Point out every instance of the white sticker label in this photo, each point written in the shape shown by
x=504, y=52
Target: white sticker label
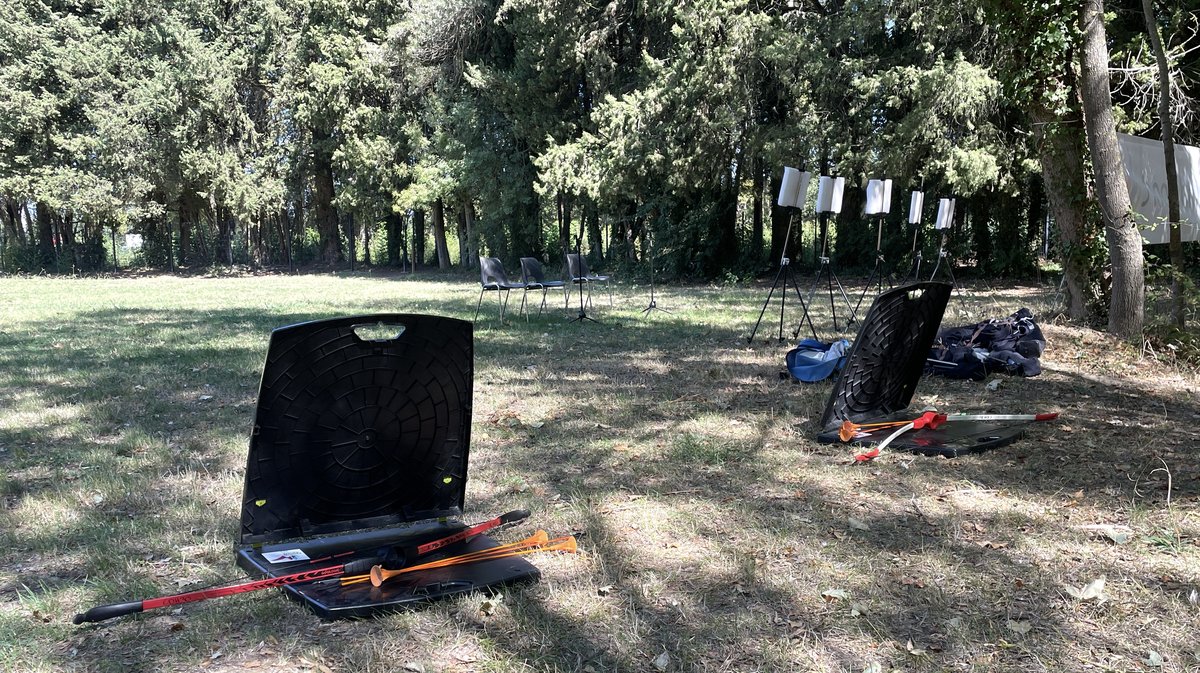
◆ ◆ ◆ ◆ ◆
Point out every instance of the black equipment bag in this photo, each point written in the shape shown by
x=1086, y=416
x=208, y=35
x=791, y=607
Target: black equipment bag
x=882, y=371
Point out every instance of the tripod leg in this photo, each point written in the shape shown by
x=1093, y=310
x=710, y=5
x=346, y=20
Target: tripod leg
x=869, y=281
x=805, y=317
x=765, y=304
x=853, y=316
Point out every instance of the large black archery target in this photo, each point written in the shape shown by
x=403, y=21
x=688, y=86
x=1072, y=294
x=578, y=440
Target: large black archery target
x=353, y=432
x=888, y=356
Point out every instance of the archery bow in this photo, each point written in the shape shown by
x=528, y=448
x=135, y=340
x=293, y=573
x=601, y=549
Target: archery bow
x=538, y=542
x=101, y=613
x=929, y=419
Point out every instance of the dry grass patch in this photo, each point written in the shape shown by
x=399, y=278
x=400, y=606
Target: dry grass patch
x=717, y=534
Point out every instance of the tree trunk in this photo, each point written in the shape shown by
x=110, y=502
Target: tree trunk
◆ ◆ ◆ ◆ ◆
▶ _Exercise details_: Present the lines from the one containing "Point out every instance of the tripod" to the one containing "Target: tree trunk", both included, as a Markdown table with the columns Row and Line, leaving out blank lines.

▶ _Finished exercise_:
| Row | Line |
|---|---|
| 1 | Point out every instance of the tripod leg in this photo, each point written in the shape shown by |
| 2 | x=1093, y=310 |
| 3 | x=710, y=5 |
| 4 | x=346, y=20 |
| 5 | Target: tripod leg |
| 6 | x=869, y=281 |
| 7 | x=805, y=317 |
| 8 | x=765, y=304 |
| 9 | x=853, y=316 |
| 10 | Point out every instance of the large black archery target in this photo, each point written in the shape shown by |
| 11 | x=403, y=21 |
| 12 | x=688, y=86 |
| 13 | x=1072, y=294 |
| 14 | x=578, y=440 |
| 15 | Target: large black archery target |
| 16 | x=353, y=432 |
| 17 | x=888, y=356 |
| 18 | Point out every instance of the archery bow in this photo, each point written in the shape shown by |
| 19 | x=528, y=448 |
| 20 | x=135, y=340 |
| 21 | x=293, y=573 |
| 22 | x=601, y=549 |
| 23 | Target: archery bow |
| 24 | x=538, y=542 |
| 25 | x=101, y=613 |
| 26 | x=929, y=419 |
| 27 | Point out every instance of the dry grass patch in this photo, each point written in the shape shown by |
| 28 | x=399, y=278 |
| 29 | x=400, y=606 |
| 30 | Target: dry grass patch |
| 31 | x=717, y=534 |
| 32 | Point out every instance of the tree trunk in this photo, each point written in the shape shown by |
| 33 | x=110, y=502 |
| 34 | Target: tree trunk |